**EXERCISE REQUIREMENTS:** Please reproduce every item below word for word, changing nothing.

**DATA LINES:**

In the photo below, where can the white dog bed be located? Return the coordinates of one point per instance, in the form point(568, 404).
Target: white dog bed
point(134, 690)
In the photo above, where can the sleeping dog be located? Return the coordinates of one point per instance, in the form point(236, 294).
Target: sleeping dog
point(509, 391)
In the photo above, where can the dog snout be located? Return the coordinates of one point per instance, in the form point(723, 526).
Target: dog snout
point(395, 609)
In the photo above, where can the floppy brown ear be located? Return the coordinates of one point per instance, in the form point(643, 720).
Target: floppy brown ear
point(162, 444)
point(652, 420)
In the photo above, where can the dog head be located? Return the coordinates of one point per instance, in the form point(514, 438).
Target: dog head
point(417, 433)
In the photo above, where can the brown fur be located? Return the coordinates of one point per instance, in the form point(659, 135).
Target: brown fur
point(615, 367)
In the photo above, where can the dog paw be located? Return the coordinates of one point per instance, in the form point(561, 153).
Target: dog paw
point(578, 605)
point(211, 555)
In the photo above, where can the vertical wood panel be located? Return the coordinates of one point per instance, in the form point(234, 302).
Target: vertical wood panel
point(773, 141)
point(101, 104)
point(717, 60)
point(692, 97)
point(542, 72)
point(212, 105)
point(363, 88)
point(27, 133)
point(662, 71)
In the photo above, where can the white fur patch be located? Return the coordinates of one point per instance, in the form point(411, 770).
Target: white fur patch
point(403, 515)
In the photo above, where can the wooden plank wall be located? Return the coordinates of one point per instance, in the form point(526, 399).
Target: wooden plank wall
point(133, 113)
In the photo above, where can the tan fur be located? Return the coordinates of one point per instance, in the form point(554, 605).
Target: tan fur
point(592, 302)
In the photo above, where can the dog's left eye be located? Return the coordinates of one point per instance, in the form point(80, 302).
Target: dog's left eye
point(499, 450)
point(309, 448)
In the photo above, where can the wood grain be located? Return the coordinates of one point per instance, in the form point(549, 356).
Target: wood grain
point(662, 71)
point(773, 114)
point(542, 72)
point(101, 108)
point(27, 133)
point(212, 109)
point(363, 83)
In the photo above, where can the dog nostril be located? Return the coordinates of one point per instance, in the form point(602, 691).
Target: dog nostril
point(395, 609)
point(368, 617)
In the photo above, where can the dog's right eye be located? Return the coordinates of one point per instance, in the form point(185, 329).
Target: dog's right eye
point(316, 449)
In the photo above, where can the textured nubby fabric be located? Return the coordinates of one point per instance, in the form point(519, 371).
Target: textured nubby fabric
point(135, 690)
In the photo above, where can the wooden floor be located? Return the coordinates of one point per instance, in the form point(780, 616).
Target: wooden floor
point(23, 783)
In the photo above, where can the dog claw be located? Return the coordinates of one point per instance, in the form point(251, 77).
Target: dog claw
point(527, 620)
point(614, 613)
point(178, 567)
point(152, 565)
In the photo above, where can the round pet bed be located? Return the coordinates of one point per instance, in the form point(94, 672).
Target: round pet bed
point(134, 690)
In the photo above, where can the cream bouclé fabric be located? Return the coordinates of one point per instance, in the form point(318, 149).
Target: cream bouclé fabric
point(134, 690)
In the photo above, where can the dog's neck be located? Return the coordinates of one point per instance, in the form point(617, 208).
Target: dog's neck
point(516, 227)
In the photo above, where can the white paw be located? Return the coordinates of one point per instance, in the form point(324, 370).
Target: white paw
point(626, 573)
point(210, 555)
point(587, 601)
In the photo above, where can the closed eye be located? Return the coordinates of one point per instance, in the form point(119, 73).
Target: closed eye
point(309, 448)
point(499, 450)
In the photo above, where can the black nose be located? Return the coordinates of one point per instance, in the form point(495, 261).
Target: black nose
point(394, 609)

**SOLUTION TO THE PROBLEM:**
In the photo below, where can the white dog bed be located? Return the coordinates of one point per instance, in the form point(568, 404).
Target: white dog bed
point(134, 690)
In the photo above, where can the sleeping dog be located? Return the coordinates of one point per instance, in the form point(236, 294).
Target: sleeping dog
point(509, 391)
In the photo above, where can the dog snout be located? Return the coordinates of one point per instance, in the form point(723, 526).
Target: dog snout
point(395, 609)
In the photo above, where can the floppy brown ear be located? Return the coordinates of one point per instance, in the form point(643, 720).
Target: floppy brown ear
point(162, 444)
point(652, 420)
In the photo above, where can the dog head be located? Return the coordinates of one point per instance, in the form point(514, 438).
Target: dog head
point(417, 433)
In the photo above, where can the brown fur be located? Return the coordinates of one point per instance, in the form point(659, 135).
Target: brown fur
point(615, 367)
In the photo above, where can the dog paw be located? Return the coordinates of one point per instance, in the form point(561, 153).
Target: dog paw
point(578, 605)
point(211, 555)
In the photo above, where can the vertical wood panel be located? Return the coordinates of one point per instance, in the form point(234, 302).
Target: vertical wood panel
point(773, 141)
point(101, 104)
point(717, 60)
point(692, 97)
point(542, 72)
point(212, 105)
point(363, 88)
point(27, 133)
point(662, 71)
In the photo above, where can the white fur patch be located? Return the coordinates of one point per instance, in the form point(411, 770).
Target: white fur patch
point(403, 515)
In the photo above, where can the wooden plank wall be located? Return the coordinates of one point per instance, in the form point(526, 399).
Target: wooden plank wall
point(133, 113)
In the photo above, where can the tan fur be located? Return the coordinates of one point per instance, in the form point(554, 605).
Target: tan fur
point(592, 302)
In the photo above, where can the dog's left eye be located? Return the coordinates of one point per instance, in the form point(80, 302).
Target: dog's left eye
point(499, 450)
point(309, 448)
In the photo above, where can the wood grain be located? Return the coordinates of one point per instance, in the form point(549, 356).
Target: wood grain
point(662, 71)
point(773, 114)
point(542, 72)
point(101, 108)
point(27, 133)
point(212, 109)
point(363, 83)
In the photo above, where can the dog nostril be located? Return the coordinates of one point per instance, in the form point(602, 691).
Target: dog nostril
point(395, 609)
point(368, 617)
In the photo above, where can the dog's right eye be located? Return the coordinates of one point per instance, in the form point(185, 329).
Target: dog's right eye
point(316, 449)
In the photo above, where can the textured nubby fabric be located? Return the coordinates of one point per instance, in the form point(519, 371).
Target: textured nubby fabric
point(135, 690)
In the photo above, where can the wooden floor be located? Return the coordinates of one point per instance, in the form point(780, 616).
Target: wooden floor
point(23, 783)
In the photo above, where can the dog claw be located? Return the coordinates of one point per instance, in the form point(251, 77).
Target: dog claw
point(527, 620)
point(614, 613)
point(178, 567)
point(152, 565)
In the photo above, where can the round pet bed be located? Return the coordinates of one point per instance, in the form point(94, 672).
Target: round pet bed
point(134, 690)
In the photo above, where can the cream bouclé fabric be located? Return the coordinates of one point per instance, in the form point(318, 149).
Target: cream bouclé fabric
point(134, 690)
In the photo above, where can the dog's neck be located? Return the coordinates of one point per instance, in the form point(617, 208).
Target: dog's neck
point(516, 227)
In the photo above, where can the white paw be located? Return the coordinates of one point per instance, in the form point(324, 370).
Target: white paw
point(626, 573)
point(210, 555)
point(587, 601)
In the photo above, where can the closed eye be located? Return the coordinates of one point per instance, in the form point(119, 73).
Target: closed eye
point(309, 448)
point(499, 450)
In the photo above, where can the black nose be located? Return the coordinates of one point per instance, in the form point(495, 261).
Target: black nose
point(394, 609)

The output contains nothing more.